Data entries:
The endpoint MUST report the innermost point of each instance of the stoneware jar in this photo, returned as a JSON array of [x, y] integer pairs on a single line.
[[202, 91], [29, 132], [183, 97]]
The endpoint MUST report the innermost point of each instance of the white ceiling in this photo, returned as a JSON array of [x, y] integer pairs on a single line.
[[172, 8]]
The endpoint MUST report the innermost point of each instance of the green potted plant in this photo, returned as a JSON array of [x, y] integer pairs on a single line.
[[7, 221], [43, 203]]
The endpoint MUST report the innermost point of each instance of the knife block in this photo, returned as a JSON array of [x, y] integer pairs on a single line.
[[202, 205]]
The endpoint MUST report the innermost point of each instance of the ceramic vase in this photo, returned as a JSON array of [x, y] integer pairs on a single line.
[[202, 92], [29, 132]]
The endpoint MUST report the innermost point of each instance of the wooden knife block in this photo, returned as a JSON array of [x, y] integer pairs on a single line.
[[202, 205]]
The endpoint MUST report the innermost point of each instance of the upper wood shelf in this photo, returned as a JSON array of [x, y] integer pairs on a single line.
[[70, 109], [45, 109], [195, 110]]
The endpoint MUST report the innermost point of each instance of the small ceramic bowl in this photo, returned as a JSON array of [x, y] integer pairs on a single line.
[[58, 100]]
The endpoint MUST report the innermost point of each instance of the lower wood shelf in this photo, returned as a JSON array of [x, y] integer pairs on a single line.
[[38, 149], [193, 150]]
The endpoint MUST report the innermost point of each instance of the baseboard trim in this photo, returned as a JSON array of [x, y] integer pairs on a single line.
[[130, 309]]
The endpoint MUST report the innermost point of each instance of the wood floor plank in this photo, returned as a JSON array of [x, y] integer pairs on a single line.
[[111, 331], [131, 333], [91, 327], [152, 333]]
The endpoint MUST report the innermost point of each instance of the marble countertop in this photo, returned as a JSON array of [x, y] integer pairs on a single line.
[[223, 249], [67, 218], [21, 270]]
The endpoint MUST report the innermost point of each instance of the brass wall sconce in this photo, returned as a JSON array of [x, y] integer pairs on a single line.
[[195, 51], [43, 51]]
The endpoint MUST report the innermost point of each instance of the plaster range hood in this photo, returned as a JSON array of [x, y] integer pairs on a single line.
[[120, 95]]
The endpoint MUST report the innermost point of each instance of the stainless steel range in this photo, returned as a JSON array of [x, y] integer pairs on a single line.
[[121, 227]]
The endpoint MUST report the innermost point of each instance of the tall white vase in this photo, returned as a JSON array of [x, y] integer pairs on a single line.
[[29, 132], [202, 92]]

• **TASK REQUIREMENTS**
Put each line of the entries above into a JSON list of strings, one string per line, leaving out blank lines.

• **RESULT OF THE TASK**
[
  "The endpoint MUST report the innermost point of each instance of the stoneware jar in this photo, returned as a JSON array of [x, y] integer pairs on a single line.",
  "[[202, 91], [29, 132], [183, 97]]",
  "The endpoint MUST report the innermost point of each instance of the white ceiling in this photo, returned as a JSON array of [x, y] integer pairs on a single line.",
  "[[172, 8]]",
  "The endpoint MUST report the innermost point of each instance of the green potted plant in this photo, returned as a JSON array of [x, y] integer pairs on a single line.",
  "[[7, 221], [43, 203]]",
  "The endpoint MUST report the innermost point of each instance of the knife block in this photo, returned as a JSON array of [x, y] integer pairs on a single line.",
  "[[202, 205]]",
  "The endpoint MUST report the innermost point of each instance of the ceramic vase in this photo, returned as a JSON array of [x, y] integer pairs on a single line.",
  "[[202, 92], [29, 132]]",
  "The endpoint MUST report the innermost point of each instance of the wooden knife block in this photo, returned as a JSON array of [x, y] integer pairs on a single line.",
  "[[202, 205]]",
  "The endpoint MUST report the innermost point of each instance of the upper wood shelf in this photo, returned as a JSON array of [x, y] integer pairs on a single line.",
  "[[70, 109], [45, 109], [195, 110]]",
  "The endpoint MUST report the innermost point of each instance of the small ceramic bowl in this photo, returned as a JSON array of [x, y] integer pairs on a single line.",
  "[[58, 100]]",
  "The endpoint MUST report the innermost point of each instance of the lower wood shelf in this photo, returned as a JSON array of [x, y] integer pairs on a single line.",
  "[[38, 149], [193, 150]]",
  "The endpoint MUST report the innermost point of each instance of the baseboard trim in this photo, returned as a JSON array of [x, y] integer pairs on a single line.",
  "[[130, 309]]",
  "The endpoint MUST report the innermost point of each instance of the wood floor plank in this photo, returned as a JSON array of [x, y] integer pairs on a single line.",
  "[[111, 331], [131, 333], [91, 327], [152, 333]]",
  "The endpoint MUST report the innermost point of each instance of the marble countertop in this photo, returned as a JSON array of [x, y] integer pairs on a single line.",
  "[[223, 249], [67, 218], [21, 270]]",
  "The endpoint MUST report the innermost point of each instance of the brass wall sconce in this photo, returned as a JSON array of [x, y] integer pairs on a single line.",
  "[[195, 51], [43, 51]]",
  "The endpoint MUST report the innermost point of each instance of the plaster range hood in this photo, returned as a JSON array of [x, y] integer pairs on a single line.",
  "[[120, 95]]",
  "The endpoint MUST report the innermost point of each instance of the stainless steel range in this photo, returned as a JSON array of [x, y] integer pairs on a single line.",
  "[[121, 227]]",
  "The endpoint MUST report the innermost point of each instance of the tall white vase in this photo, returned as a JSON array of [x, y] integer pairs on a single line.",
  "[[29, 132], [202, 92]]"
]